Problem statement>
Output the data below in full, byte for byte. Nothing may differ.

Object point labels
>>>>>

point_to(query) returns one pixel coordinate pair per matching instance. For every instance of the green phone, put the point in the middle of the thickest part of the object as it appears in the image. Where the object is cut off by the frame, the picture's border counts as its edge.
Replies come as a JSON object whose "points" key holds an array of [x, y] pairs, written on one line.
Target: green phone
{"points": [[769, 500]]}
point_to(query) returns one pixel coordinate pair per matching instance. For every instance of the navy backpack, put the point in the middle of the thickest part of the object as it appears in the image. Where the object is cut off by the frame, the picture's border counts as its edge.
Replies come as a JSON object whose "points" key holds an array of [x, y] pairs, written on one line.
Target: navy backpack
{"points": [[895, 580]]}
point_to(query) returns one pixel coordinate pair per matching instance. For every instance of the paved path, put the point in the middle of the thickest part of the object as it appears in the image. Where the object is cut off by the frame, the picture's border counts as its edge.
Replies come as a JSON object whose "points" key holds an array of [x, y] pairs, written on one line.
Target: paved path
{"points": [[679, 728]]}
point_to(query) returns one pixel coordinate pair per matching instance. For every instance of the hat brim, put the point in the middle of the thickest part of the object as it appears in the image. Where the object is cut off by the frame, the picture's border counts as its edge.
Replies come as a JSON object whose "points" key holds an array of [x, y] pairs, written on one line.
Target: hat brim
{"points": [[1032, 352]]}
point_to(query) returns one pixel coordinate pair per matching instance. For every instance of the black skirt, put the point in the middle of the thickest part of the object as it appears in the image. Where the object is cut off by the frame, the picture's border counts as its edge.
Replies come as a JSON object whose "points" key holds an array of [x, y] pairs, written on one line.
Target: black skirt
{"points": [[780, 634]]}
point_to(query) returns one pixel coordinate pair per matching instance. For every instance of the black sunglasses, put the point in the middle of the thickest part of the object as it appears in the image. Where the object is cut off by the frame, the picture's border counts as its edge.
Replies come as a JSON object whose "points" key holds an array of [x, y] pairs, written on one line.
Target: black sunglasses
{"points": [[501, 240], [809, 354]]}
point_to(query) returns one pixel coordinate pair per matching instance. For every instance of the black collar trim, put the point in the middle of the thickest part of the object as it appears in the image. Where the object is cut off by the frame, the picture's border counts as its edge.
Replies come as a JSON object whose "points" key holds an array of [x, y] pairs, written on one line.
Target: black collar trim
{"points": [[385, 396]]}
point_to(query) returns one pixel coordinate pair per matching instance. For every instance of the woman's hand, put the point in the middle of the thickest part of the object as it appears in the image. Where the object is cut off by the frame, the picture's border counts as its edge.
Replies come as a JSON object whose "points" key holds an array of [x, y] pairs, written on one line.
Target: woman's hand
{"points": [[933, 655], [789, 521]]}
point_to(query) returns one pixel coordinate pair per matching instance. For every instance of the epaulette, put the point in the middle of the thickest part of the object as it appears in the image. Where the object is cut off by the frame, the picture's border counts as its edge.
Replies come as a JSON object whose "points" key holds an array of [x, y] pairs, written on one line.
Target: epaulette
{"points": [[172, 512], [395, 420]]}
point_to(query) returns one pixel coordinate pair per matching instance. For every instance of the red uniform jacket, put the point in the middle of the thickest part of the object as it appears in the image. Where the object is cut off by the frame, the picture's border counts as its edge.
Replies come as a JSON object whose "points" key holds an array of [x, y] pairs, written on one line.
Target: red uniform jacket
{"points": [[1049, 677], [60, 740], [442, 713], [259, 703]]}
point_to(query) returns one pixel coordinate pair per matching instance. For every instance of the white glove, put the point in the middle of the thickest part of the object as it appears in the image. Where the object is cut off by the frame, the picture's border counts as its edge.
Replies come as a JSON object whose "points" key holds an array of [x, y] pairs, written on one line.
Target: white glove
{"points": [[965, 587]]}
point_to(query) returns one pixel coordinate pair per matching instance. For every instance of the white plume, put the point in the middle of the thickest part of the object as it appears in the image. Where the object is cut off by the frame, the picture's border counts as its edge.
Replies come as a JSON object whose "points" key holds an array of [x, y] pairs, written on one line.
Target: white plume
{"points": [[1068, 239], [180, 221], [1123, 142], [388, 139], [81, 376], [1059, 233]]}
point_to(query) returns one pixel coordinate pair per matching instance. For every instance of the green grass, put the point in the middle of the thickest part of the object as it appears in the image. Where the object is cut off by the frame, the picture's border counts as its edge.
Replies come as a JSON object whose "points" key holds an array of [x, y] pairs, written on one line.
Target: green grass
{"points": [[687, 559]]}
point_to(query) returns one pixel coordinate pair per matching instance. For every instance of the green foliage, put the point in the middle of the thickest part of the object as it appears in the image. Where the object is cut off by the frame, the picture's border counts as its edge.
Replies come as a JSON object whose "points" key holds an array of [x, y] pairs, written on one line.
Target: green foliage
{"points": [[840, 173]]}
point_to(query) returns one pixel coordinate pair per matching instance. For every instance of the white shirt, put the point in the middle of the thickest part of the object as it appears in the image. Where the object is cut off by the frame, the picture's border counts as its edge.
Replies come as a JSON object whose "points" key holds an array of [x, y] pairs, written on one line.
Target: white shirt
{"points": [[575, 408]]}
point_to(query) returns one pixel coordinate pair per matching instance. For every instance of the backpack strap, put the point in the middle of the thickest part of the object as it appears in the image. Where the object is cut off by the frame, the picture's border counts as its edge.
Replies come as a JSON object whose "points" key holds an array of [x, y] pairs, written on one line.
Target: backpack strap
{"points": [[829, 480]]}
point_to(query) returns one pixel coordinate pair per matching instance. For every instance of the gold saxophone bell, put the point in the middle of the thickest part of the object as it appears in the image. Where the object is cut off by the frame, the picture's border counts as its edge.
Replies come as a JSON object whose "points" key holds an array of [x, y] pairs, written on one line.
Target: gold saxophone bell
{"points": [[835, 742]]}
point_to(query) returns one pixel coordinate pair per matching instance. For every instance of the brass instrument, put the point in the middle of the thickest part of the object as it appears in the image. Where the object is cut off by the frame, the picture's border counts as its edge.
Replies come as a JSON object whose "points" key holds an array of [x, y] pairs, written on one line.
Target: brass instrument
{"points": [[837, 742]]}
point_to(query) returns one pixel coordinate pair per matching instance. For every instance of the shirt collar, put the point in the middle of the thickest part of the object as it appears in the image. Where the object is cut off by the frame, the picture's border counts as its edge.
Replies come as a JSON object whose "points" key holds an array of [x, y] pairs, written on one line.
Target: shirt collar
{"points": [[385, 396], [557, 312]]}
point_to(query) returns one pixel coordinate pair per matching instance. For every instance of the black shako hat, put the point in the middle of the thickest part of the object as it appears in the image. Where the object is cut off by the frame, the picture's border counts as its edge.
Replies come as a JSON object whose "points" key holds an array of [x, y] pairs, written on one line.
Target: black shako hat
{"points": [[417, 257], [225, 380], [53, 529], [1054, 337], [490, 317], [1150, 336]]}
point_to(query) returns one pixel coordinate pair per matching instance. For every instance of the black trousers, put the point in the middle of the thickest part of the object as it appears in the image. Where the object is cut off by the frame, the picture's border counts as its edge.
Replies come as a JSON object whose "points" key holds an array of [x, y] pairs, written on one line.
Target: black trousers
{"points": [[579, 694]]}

<<<<<

Answer in full>
point_to(query) returns one pixel coordinate pair per matching instance. For every instance of the green phone, put the point in the middle of the thickest part of the object as it appears in the image. Where the object is cut off by the frame, the picture's border counts as its edge.
Replies come as a JSON object whose "points" key holds an array of [x, y] pairs, written on one line.
Target: green phone
{"points": [[769, 500]]}
point_to(query) returns one pixel coordinate pair per matching instance. For every instance of the navy backpack, put the point in the middle of the thickest part of the object as it appears in the image. Where the object is cut off by the frame, the picture's border counts as its edge.
Replies come as a JSON object whose "points" key holds an array of [x, y] pairs, written on one line.
Target: navy backpack
{"points": [[895, 580]]}
point_to(query) returns one pixel coordinate pair per matching instance. For every instance of the paved path, put the point in the middle of the thickest part of the object as it appears in the image. Where the object is cut off by the frame, the picture's border counts as its edge.
Replies come as a JSON object whose "points" key holds an array of [x, y] pairs, written on one line.
Target: paved path
{"points": [[679, 728]]}
point_to(query) returns one pixel coordinate pair per matching instance. For every instance of the hat brim, put the point in the middle of the thickest part of the object as it appears in the image. Where the object is cut off by the frame, the picture's border counts as its edge.
Replies come as a JSON object whose "points" key holds an array of [x, y] pairs, written on one line.
Target: hat brim
{"points": [[1032, 352]]}
point_to(query) returns one pixel coordinate pair per matching instance. For every instance of the black skirt, put the point in the middle of the thickest part of the object as it appears in the image. Where the object is cut off by the frame, the picture's border counts as its edge.
Replies come as a JSON object whose "points" key holds an array of [x, y] pairs, written on one line.
Target: black skirt
{"points": [[780, 634]]}
point_to(query) returns one pixel coordinate pair per matching instance. For every instance of the black sunglasses, put the point in the middle of the thickest part of the object as it appears in the image. Where the object is cut off by the frame, the picture's border counts as its edge.
Replies come as a JSON object whose "points" key holds an array of [x, y] pairs, written on one line.
Target: black sunglasses
{"points": [[501, 240], [809, 354]]}
point_to(query) returns one pixel coordinate pair per matching instance. For every instance of the black collar trim, put the point in the middle of the thickest part of the object as it appears in the image. Where the object is cut off by the frame, the picture's border counts as its edge.
Replies come as a JSON object whose "points" key holds an array of [x, y] pairs, written on one line.
Target: black collar trim
{"points": [[385, 396]]}
point_to(query) returns one pixel coordinate pair per matching instance. For every instance of the woman's hand, put the point in the middle of the thickest part of the object as it appears in the image. Where the object is cut off by the frame, the picture's border counts as its edge.
Replies come as a JSON object whose "points" key holds an array of [x, y] pairs, written on one line.
Target: woman's hand
{"points": [[933, 655], [789, 521]]}
point_to(query) returns one pixel coordinate pair per matching instance. For every instance of the epaulette, put the point in the middle of the thickest part of the object as it appears in the image. Where the object is cut off by the frame, the picture's border counts as its edge.
Replies come as a JSON object whose "points" key holds an array of [x, y] pairs, written on one line.
Target: epaulette
{"points": [[172, 512], [395, 420]]}
point_to(query) returns one pixel coordinate pair per matching instance. For every instance of the red uniform jacket, put the point in the middle of the thickest part of the object as it appears in the image. Where the object is cut off by the frame, the picture's border counts as its edge.
Replies come as a JSON object whose "points" key holds an array of [x, y] pairs, written on one line.
Target: red uniform jacket
{"points": [[1049, 677], [60, 740], [442, 713], [259, 703]]}
point_to(query) returns one pixel coordinate pair per matching instance. For every instance of the white glove, put the point in the middle of the thickest part of the object as it appears in the image. Where the object is cut off by the frame, the picture's border counts as its edge.
Replies come as a JSON object whose "points" key holds an array of [x, y] pairs, written on one line.
Target: white glove
{"points": [[965, 587]]}
point_to(query) returns one pixel coordinate pair per matching instance. For every instance of the white plume, put the point in the middle of the thickest part of the object as it appears in the image. Where the object is cut off by the frame, the picture's border counts as its edge.
Replies come as a JSON object whose "points" key holds an array of [x, y] pairs, written on one line.
Target: white plume
{"points": [[1068, 239], [180, 221], [1123, 142], [388, 139], [81, 376], [1059, 233]]}
point_to(query) returns one pixel coordinate pair per matching instance. For every instance of the green grass, put the point in the middle of the thickest part of the object as it appears in the image. Where the object is cut off by the frame, the picture's border counts as its edge.
Replies come as a JSON object whose "points" key holds an array of [x, y] pairs, written on one line.
Target: green grass
{"points": [[687, 559]]}
point_to(query) returns one pixel coordinate pair per matching instance. For every instance of the green foliage, put the point in the middle of the thickest part of the object as it appears in the image. Where the object is cut off by the frame, the picture's border counts as its edge.
Replies come as a JSON object whose "points" key holds an array of [x, y] pairs, written on one line.
Target: green foliage
{"points": [[840, 173]]}
point_to(query) returns one pixel coordinate pair per matching instance. For every instance of the white shirt, put the point in the middle of the thickest part of the object as it appears in the image. Where the object is cut off by the frame, the picture's border counts as its edge.
Replies come as a JSON object whose "points" key holds an array of [x, y] pairs, written on one line.
Target: white shirt
{"points": [[575, 408]]}
point_to(query) returns one pixel coordinate pair per matching instance. For every instance of the backpack strap, put the point in the middle of the thickest part of the object as it appears in the image. Where the object is cut off by the frame, the picture's border counts as its edge.
Replies come as a JSON object whose "points" key holds an array of [x, y] pairs, written on one line.
Target: backpack strap
{"points": [[829, 480]]}
point_to(query) returns one pixel coordinate pair per matching instance. For every instance of the gold saxophone bell, put the point in the middle of the thickest part of the object as it appears in the image. Where the object is cut off by the frame, the picture's border counts as its edge.
Replies come as a JSON object whose "points" key holds an array of [x, y] pairs, written on one line.
Target: gold saxophone bell
{"points": [[835, 742]]}
point_to(query) returns one pixel coordinate pair per matching instance. For every instance of the brass instrument, put the point in the middle of the thickest part of the object as it appears in the image. Where the object is cut off by the frame, the picture's border counts as its edge.
Replies come as a JSON object whose "points" key holds an array of [x, y] pairs, written on one line.
Target: brass instrument
{"points": [[837, 742]]}
point_to(query) returns one pixel coordinate pair per matching instance. For every instance of the shirt collar, put the point in the middle of the thickest part of the object as it appears in the image. Where the object is cut off by the frame, the picture's border counts as its edge.
Replies come as a JSON object whose "points" key holds an array of [x, y] pairs, written on one line.
Target: shirt collar
{"points": [[385, 396], [557, 312]]}
point_to(query) returns one pixel coordinate pair per matching instance. For every instance of the black shako hat, put the point in the middle of the thickest part of the object as it appears in the image. Where the object is cut off by the frame, the picture's border counts as its edge.
Replies come as a JSON object whose "points" key holds an array of [x, y] pairs, written on one line.
Target: black shako hat
{"points": [[417, 257], [225, 380], [53, 529], [1054, 337], [490, 317], [1150, 336]]}
point_to(query) returns one pixel coordinate pair per matching instance. For every instance of the black trousers, put the point in the middle of the thickest part of the object as it appears in the image. Where the object is cut off by the frame, the picture's border counts as its edge.
Replies come as a JSON object whose "points" key holds an array of [x, y] pairs, written on one line.
Target: black trousers
{"points": [[579, 694]]}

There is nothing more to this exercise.